▸ Aufgabenbeschreibung: Zitiere aus dem Text über Rudolf Heltzel wortgetreu die Passage zwischen „Anlässlich seines 100.“ und „Bildern im Vortragsraum.“, beide Stellen eingeschlossen.

▸ Textauszug:
-*-
Zum 100. Geburtstag des Künstlers Rudolf Heltzel – einem Ehrenmitglied der Potsdamer Urania

Stand:

„Komm als Freund doch, als guter, sei Brücke von Welt zu Welt! Nimm uns so, wie die Mutter, ihr Kind in den Armen hält!“ Diese Hymne an den Tod schrieb der Künstler Rudolf Heltzel im Januar 1945, als er vom Ableben seines Freundes, des „Priesterdichters“ Ernst Thrasolt, erfuhr. Ihn selbst berührte „Freund Hein“ vor anderthalb Jahren, hochbetagt.

Anlässlich seines 100. Geburtstages am 14. Januar gedachte man nicht allein in Berlin des unermüdlich tätigen und schöpfenden Mannes, dessen Leben viele Menschen berührte, auch die Potsdamer Urania richtete einen kleinen „Festakt“ für ihr Ehrenmitglied aus. Seine Gattin Ingrid hatte Freunde und Interessenten zu einer Stunde des Eingedenkens geladen, darin Urania-Vorstandsmitglied Renate Bormann eine warmherzige Einführung gab, die Tonbildschau von Käthe Denicke über sein „Berliner Künstlerleben“ vorgestellt wurde, indes nebenan ein freundlicher Imbiss für die Gespräche danach wartete. Zahlreicher Besuch, eine fast ehrfürchtige Stimmung vor dem Menschen und Künstler Heltzel noch post mortem, auch vor den ausgestellten Bildern im Vortragsraum.
-*-
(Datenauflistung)
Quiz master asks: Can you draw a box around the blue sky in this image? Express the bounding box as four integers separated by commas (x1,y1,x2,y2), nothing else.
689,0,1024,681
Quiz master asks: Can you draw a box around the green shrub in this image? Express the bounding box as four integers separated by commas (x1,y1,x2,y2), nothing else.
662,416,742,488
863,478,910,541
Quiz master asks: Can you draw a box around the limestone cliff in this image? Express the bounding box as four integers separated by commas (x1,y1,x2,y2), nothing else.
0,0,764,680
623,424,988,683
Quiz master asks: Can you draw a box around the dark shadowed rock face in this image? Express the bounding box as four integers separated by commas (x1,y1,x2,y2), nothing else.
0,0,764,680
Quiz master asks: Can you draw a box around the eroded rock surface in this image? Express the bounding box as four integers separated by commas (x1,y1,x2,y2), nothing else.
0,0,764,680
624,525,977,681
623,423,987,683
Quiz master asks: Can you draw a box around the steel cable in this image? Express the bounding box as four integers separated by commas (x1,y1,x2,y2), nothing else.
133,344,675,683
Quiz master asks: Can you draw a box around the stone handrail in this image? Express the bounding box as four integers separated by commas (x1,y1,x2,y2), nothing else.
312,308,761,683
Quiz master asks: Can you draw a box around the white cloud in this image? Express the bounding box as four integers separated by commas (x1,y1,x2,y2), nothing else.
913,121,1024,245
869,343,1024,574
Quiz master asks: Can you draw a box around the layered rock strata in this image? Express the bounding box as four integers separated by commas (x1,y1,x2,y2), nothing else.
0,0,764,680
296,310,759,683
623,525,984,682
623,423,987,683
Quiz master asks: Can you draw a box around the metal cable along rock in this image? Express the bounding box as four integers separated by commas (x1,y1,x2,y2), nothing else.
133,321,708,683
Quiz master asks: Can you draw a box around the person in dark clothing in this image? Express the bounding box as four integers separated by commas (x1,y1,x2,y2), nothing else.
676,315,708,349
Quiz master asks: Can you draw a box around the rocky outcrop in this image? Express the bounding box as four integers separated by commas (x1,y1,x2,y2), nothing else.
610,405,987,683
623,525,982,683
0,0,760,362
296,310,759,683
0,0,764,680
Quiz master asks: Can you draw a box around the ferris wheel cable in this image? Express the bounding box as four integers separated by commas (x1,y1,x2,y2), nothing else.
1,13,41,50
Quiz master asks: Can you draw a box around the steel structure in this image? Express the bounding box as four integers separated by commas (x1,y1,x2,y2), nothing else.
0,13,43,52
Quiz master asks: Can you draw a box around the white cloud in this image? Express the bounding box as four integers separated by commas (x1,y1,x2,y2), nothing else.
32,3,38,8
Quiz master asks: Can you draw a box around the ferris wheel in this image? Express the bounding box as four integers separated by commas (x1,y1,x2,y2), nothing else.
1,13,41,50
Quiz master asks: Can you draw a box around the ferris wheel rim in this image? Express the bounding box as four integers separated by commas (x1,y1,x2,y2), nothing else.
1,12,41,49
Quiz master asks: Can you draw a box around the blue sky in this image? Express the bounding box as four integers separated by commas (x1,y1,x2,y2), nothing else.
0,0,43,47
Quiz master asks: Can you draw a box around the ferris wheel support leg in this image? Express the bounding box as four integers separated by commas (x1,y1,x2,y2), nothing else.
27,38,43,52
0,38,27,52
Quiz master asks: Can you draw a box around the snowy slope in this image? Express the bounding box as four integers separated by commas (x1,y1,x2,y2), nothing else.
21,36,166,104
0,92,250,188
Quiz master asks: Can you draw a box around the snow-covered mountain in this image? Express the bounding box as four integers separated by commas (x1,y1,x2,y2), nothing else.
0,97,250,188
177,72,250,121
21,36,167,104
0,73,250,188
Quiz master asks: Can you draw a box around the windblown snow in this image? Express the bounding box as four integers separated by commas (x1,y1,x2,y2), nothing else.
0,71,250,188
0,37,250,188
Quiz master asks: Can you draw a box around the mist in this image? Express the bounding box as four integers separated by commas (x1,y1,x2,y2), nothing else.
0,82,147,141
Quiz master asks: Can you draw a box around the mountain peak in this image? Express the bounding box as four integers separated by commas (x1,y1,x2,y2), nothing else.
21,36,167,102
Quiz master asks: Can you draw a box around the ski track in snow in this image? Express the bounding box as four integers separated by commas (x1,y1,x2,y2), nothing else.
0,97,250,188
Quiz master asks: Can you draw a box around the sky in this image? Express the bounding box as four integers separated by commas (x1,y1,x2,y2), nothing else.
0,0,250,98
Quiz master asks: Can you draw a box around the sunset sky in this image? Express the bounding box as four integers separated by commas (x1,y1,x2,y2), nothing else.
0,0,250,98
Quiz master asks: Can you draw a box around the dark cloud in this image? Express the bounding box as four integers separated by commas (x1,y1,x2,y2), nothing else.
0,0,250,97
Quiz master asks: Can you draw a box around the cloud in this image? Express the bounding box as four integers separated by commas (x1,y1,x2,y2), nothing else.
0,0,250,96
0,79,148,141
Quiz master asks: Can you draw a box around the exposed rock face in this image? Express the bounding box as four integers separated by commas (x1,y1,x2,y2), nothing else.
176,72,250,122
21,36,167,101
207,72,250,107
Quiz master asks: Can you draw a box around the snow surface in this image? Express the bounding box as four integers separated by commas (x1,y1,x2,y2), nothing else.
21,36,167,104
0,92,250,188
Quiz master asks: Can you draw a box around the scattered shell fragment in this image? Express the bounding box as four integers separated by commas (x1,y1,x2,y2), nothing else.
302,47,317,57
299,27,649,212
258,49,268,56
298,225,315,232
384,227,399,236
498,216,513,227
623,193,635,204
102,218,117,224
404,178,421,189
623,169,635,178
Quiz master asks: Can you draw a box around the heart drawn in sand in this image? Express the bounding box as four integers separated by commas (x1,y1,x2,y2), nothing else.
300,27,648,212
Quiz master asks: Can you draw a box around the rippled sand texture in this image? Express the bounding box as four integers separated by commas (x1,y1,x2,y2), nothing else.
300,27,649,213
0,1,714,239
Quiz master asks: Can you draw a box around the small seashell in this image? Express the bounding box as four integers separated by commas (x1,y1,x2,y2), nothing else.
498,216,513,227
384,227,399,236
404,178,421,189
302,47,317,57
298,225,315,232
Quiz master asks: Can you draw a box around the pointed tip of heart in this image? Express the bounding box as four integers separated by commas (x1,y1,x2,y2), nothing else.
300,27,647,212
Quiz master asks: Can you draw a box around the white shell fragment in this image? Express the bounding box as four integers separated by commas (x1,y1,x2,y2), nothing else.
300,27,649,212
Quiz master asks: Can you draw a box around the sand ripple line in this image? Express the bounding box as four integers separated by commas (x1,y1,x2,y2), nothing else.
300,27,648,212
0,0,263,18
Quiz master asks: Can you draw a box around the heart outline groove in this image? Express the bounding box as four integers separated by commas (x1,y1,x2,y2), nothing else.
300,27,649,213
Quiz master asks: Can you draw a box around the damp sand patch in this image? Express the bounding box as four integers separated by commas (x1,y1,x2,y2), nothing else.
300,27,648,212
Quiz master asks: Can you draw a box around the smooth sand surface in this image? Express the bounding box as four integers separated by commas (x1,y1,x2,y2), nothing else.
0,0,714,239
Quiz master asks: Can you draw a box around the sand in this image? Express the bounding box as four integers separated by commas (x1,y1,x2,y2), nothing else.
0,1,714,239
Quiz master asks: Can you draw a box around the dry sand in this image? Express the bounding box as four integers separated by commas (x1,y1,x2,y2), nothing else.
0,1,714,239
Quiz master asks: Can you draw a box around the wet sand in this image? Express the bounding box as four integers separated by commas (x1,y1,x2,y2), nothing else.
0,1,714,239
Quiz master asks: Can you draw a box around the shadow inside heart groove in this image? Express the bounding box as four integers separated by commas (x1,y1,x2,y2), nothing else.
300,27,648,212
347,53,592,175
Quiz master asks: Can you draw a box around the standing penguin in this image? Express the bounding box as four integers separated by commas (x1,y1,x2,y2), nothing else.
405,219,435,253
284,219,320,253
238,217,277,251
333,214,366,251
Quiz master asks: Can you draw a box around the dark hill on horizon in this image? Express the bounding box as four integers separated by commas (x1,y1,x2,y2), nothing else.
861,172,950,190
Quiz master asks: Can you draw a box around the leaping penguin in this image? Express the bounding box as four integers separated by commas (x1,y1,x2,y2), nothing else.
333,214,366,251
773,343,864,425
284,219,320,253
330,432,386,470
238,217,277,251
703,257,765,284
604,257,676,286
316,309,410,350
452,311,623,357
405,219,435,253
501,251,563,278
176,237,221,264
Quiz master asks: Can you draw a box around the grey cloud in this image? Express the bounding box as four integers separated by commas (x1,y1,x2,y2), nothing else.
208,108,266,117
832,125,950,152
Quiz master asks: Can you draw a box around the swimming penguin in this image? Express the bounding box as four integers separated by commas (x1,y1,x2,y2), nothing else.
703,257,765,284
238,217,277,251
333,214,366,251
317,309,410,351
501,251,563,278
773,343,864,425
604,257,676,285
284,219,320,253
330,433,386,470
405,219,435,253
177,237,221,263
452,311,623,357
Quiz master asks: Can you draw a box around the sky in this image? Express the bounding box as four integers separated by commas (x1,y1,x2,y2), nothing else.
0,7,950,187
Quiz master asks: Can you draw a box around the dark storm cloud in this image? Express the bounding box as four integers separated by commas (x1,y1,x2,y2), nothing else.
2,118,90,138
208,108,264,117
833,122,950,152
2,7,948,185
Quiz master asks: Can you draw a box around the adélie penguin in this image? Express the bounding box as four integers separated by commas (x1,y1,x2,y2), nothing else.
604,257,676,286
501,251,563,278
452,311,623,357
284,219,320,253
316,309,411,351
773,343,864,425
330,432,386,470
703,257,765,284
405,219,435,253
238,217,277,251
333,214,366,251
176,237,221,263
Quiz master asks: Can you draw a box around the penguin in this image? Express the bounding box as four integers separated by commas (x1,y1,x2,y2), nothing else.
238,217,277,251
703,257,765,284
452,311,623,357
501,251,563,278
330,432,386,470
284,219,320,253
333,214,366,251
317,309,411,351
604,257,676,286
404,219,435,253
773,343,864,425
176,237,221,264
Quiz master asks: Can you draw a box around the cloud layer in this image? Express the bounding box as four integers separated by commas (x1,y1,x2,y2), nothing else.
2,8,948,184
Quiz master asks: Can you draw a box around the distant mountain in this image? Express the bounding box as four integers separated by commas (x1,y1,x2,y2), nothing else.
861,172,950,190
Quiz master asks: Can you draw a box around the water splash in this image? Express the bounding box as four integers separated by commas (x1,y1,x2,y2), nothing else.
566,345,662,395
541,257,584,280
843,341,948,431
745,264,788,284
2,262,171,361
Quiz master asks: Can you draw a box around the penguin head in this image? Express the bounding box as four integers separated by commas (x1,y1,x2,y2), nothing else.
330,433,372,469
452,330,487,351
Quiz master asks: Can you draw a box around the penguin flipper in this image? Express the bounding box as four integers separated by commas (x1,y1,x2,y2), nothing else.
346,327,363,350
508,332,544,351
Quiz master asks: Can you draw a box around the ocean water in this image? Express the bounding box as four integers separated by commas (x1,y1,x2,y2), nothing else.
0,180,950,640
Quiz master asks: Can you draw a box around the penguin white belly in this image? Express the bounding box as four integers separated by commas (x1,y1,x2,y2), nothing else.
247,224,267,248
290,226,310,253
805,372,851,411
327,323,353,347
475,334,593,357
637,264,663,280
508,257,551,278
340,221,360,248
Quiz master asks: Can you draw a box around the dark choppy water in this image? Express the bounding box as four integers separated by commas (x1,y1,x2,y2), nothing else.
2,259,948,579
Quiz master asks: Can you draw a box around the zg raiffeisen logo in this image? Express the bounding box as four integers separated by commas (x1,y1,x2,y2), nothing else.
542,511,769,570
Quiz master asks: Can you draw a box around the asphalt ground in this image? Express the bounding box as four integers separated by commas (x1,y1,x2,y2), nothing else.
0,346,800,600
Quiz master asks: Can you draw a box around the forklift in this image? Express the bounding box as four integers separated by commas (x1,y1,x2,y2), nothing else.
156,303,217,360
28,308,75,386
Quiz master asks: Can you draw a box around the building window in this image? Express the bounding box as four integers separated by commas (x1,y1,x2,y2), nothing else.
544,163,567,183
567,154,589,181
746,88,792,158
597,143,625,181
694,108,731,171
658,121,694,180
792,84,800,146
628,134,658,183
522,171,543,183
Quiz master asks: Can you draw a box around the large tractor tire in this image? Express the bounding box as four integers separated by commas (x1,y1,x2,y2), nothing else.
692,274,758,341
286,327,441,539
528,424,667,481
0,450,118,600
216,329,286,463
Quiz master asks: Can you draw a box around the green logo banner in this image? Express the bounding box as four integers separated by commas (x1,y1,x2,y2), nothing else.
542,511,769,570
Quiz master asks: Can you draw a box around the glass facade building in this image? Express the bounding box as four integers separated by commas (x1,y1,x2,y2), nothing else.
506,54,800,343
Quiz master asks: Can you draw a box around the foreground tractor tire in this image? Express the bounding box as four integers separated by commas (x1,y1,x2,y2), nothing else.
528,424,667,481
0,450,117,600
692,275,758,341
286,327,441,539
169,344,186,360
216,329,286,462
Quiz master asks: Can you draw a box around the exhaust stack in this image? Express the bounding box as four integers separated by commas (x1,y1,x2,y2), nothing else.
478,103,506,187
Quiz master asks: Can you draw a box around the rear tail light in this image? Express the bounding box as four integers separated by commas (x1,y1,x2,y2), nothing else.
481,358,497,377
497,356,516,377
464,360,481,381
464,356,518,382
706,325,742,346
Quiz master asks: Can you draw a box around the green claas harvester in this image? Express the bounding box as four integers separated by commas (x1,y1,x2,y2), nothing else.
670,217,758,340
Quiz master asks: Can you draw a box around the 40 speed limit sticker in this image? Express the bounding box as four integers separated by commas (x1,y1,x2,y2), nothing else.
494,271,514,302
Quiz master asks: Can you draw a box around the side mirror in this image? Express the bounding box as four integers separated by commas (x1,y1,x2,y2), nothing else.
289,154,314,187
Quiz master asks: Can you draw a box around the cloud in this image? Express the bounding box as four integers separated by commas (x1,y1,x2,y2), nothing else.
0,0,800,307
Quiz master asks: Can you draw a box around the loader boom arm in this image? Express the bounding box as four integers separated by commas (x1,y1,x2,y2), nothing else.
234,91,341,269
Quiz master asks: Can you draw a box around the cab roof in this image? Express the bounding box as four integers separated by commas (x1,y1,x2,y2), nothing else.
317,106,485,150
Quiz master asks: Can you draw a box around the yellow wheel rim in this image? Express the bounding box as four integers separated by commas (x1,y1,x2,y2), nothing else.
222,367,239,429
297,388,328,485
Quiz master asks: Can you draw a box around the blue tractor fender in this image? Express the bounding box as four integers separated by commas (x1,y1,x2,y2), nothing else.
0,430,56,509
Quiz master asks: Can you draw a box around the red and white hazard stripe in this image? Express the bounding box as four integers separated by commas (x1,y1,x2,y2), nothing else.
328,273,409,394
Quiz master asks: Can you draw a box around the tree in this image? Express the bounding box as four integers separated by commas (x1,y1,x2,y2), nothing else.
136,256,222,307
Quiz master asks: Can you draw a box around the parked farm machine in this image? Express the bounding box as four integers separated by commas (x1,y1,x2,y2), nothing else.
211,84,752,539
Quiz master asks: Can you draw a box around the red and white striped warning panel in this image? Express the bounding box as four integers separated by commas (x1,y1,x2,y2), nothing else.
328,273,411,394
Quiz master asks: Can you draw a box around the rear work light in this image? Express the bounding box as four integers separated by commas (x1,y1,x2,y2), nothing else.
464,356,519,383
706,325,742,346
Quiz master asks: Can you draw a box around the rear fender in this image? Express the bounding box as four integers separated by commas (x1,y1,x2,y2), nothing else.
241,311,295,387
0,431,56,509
-*-
▸ Ergebnis unten:
Anlässlich seines 100. Geburtstages am 14. Januar gedachte man nicht allein in Berlin des unermüdlich tätigen und schöpfenden Mannes, dessen Leben viele Menschen berührte, auch die Potsdamer Urania richtete einen kleinen „Festakt“ für ihr Ehrenmitglied aus. Seine Gattin Ingrid hatte Freunde und Interessenten zu einer Stunde des Eingedenkens geladen, darin Urania-Vorstandsmitglied Renate Bormann eine warmherzige Einführung gab, die Tonbildschau von Käthe Denicke über sein „Berliner Künstlerleben“ vorgestellt wurde, indes nebenan ein freundlicher Imbiss für die Gespräche danach wartete. Zahlreicher Besuch, eine fast ehrfürchtige Stimmung vor dem Menschen und Künstler Heltzel noch post mortem, auch vor den ausgestellten Bildern im Vortragsraum.